::: STORED DATA :::

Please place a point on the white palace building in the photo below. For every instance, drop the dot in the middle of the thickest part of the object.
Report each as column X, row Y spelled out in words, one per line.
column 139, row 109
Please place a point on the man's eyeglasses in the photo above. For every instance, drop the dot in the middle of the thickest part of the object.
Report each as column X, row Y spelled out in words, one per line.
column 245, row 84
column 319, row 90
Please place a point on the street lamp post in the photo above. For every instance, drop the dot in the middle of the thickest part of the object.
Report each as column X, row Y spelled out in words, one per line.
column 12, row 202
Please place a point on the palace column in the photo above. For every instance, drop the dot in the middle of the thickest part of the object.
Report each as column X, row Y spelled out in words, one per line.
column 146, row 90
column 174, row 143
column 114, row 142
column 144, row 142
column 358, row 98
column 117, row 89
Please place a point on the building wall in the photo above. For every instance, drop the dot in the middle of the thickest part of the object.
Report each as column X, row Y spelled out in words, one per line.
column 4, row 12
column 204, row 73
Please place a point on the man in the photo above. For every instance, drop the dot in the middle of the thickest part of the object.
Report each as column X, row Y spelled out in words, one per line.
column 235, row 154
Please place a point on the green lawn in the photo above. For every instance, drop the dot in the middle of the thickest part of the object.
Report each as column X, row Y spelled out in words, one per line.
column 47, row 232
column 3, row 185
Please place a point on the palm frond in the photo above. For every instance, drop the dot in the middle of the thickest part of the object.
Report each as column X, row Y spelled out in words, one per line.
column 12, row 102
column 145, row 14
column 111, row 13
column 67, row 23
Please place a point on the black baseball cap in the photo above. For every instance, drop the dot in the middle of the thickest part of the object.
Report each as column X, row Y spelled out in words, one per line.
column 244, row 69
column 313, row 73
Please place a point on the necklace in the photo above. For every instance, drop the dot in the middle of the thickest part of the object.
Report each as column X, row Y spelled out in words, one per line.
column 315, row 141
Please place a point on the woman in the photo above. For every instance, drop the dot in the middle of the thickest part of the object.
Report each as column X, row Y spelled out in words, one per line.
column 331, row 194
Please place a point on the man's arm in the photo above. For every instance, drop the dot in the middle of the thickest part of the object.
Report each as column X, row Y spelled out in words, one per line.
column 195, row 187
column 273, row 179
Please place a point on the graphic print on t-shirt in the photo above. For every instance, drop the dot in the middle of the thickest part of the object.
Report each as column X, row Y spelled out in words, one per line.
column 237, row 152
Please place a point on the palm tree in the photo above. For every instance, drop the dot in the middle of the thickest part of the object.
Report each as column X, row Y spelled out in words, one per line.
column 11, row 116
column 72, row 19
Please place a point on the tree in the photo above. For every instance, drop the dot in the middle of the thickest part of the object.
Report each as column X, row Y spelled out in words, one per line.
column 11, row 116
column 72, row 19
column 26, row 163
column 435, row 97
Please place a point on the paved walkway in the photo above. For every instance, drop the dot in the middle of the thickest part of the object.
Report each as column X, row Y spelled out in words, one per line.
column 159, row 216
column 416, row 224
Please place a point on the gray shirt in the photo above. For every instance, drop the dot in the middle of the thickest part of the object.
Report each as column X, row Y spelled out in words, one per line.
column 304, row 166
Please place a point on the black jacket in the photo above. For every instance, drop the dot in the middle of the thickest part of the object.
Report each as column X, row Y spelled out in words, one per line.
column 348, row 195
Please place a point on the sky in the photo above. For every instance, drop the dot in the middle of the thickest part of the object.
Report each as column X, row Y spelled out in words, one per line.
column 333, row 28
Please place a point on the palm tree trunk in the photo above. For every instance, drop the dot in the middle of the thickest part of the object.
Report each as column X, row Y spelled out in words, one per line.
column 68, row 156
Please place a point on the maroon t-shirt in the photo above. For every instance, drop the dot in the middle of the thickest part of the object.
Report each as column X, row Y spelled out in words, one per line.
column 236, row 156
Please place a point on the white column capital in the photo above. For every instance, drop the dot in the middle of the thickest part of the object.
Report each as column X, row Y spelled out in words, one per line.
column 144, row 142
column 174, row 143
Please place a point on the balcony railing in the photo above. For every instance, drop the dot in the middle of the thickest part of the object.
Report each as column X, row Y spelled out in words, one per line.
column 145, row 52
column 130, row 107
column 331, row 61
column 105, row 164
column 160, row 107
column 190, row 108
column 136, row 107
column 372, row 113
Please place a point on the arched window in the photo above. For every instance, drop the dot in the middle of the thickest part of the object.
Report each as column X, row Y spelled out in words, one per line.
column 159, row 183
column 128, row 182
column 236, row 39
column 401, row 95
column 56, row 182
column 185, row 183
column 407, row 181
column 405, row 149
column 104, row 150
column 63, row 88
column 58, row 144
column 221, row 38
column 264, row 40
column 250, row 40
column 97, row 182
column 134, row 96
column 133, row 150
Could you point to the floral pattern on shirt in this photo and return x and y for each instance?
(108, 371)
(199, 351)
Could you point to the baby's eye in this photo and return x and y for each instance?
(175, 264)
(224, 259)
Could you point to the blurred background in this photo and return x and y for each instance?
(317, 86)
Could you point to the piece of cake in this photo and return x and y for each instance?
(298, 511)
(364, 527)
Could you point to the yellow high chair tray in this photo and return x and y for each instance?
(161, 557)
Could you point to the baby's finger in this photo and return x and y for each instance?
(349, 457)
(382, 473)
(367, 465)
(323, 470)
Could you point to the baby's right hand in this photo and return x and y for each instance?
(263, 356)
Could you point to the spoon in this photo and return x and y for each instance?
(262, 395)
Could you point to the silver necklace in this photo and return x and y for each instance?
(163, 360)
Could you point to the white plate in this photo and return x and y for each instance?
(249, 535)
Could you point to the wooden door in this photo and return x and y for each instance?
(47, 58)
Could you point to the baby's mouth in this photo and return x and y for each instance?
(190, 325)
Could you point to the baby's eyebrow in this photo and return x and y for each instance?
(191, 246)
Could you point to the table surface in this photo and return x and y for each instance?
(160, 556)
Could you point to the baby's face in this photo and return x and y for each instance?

:::

PROBLEM TO SOLVE:
Transcribe each of the records above verbatim, preserving their original order and line breaks.

COMPLETE OUTPUT:
Please place a point on the white palace building in the photo below. For every instance, drop the dot in the middle of the thickest part of the object.
Report each as column X, row Y spelled out in words, one per line.
column 139, row 109
Please place a point on the man's eyeglasses in the photo above. For every instance, drop the dot in the middle of the thickest part of the object.
Report each as column X, row Y spelled out in words, one per line.
column 245, row 84
column 319, row 90
Please place a point on the street lamp post in the photo above. For every instance, drop the dot in the middle of the thickest part of the object.
Report each as column X, row Y spelled out in words, one per line.
column 12, row 202
Please place a point on the palace column in the photo above. For every instance, drop the dot in the middle of the thickest part of the object.
Report each as column X, row Y spelled out in words, one per line.
column 146, row 90
column 174, row 143
column 114, row 142
column 144, row 142
column 358, row 98
column 117, row 89
Please place a point on the building wall in the photo above. For every instance, drop the dot in the middle of the thickest part of the object.
Report each as column X, row Y spelled out in words, one per line.
column 4, row 12
column 204, row 73
Please place a point on the man in the photo above. For every instance, drop the dot in the middle of the thickest part of the object.
Report each as column X, row Y spelled out in words, one per line.
column 235, row 154
Please place a point on the green lawn in the photo above. For every instance, drop the dot in the middle of the thickest part of the object.
Report each as column X, row Y spelled out in words, one per line.
column 47, row 232
column 3, row 185
Please place a point on the palm frond in the photo above. For every instance, drop the dot in the middle of the thickest part of the object.
Report each as column X, row Y spelled out in words, one per line.
column 12, row 102
column 145, row 14
column 111, row 13
column 67, row 23
Please place a point on the black baseball cap in the photo above. For every instance, drop the dot in the middle of the thickest part of the object.
Report each as column X, row Y spelled out in words, one per line.
column 244, row 69
column 313, row 73
Please place a point on the necklace in the photo above. For every instance, drop the dot in the middle of the thickest part of the object.
Report each as column X, row Y spelled out in words, one per line.
column 315, row 141
Please place a point on the woman in the photo above. For every instance, drop the dot in the middle of the thickest part of the object.
Report each as column X, row Y spelled out in words, one per line.
column 331, row 194
Please place a point on the man's arm in the photo above. For every instance, drop the dot in the middle of the thickest part of the object.
Report each as column X, row Y spelled out in words, one per line.
column 195, row 187
column 273, row 179
Please place a point on the graphic print on t-shirt in the photo above. For every instance, drop the dot in the middle of the thickest part of the object.
Report each as column X, row Y spelled out in words, one per line.
column 237, row 152
Please place a point on the palm tree in the photo above. For every instance, drop the dot in the middle of the thickest part of the object.
Report each as column X, row Y spelled out in words, one per line.
column 11, row 116
column 72, row 19
Please place a point on the tree in the photo above. For every instance, drop the dot in the middle of the thickest part of the object.
Report each as column X, row Y spelled out in words, one per line.
column 11, row 116
column 72, row 19
column 26, row 163
column 435, row 97
Please place a point on the paved walkway in the photo above. For every instance, drop the dot in the middle of the thickest part of the object.
Report each as column X, row Y spelled out in words, one per line.
column 159, row 216
column 416, row 224
Please place a point on the gray shirt in the photo above. For every instance, drop the dot in the middle of the thickest part of the object.
Report each as column X, row Y spelled out in words, one per line.
column 304, row 166
Please place a point on the black jacket in the photo above. For every instance, drop the dot in the middle of the thickest part of the object.
Report each as column X, row Y spelled out in words, one per line.
column 348, row 195
Please place a point on the sky in the photo above. For every instance, drop the dot in the middle of the thickest part of the object.
Report each as column X, row Y spelled out in words, one per line.
column 333, row 28
Please place a point on the palm tree trunk in the photo above. For every instance, drop the dot in the middle of the thickest part of the object.
Report each as column X, row Y spelled out in words, one per line.
column 68, row 156
Please place a point on the maroon t-shirt in the photo above. For every instance, drop the dot in the middle of the thickest part of the object.
Report each as column X, row Y spelled out in words, one per line.
column 236, row 156
Please place a point on the white column capital in the photo above. For every instance, drop the dot in the middle of the thickest part of the object.
Report each as column X, row Y spelled out in words, one per line.
column 144, row 142
column 174, row 143
Please place a point on the balcony railing in the photo above. For every instance, drop the dot in the middle of the thickest part of the object.
Report each as column X, row Y spelled out in words, one per line.
column 145, row 52
column 130, row 107
column 331, row 61
column 105, row 164
column 160, row 107
column 190, row 108
column 136, row 107
column 372, row 113
Please place a point on the arched window in the photo above. For every instance, drop the dot in the middle of the thickest part of the object.
Report each as column X, row Y spelled out in words, one per line.
column 159, row 183
column 128, row 182
column 236, row 39
column 401, row 95
column 56, row 182
column 185, row 183
column 407, row 181
column 405, row 149
column 104, row 150
column 63, row 88
column 58, row 144
column 221, row 38
column 264, row 40
column 250, row 40
column 97, row 182
column 134, row 96
column 133, row 150
Could you point to the floral pattern on shirt in this photo and return x and y for each instance?
(108, 371)
(199, 351)
Could you point to the baby's eye in this photo and return x and y for each instance?
(175, 264)
(224, 259)
Could you point to the blurred background in this photo and return x and y for each instance?
(317, 86)
Could you point to the piece of cake in this photo and return x and y for each instance?
(298, 511)
(364, 527)
Could you point to the yellow high chair tray in this photo and return x and y for each instance?
(161, 557)
Could you point to the baby's finger in this photo and return x and y for each instance?
(349, 457)
(382, 473)
(367, 465)
(323, 470)
Could you point to the baby's right hand in this photo and return x and y for each instance?
(263, 356)
Could you point to the spoon in this photo and return x and y for each instance?
(262, 395)
Could you point to the silver necklace in this photo and return x and y for each instance?
(163, 360)
Could you point to the white plate in this photo and return x and y for each instance?
(249, 535)
Could you point to the wooden door in this photo and return x and y for each instance?
(47, 58)
Could you point to the baby's mouth in this photo and return x and y for each instance?
(190, 325)
Could you point to the baby's eyebrow in this photo and return x and y for each instance?
(191, 246)
Could you point to the table surface in this photo and return x and y for each instance?
(160, 556)
Could you point to the baby's face in this photo and return x and y for each instance?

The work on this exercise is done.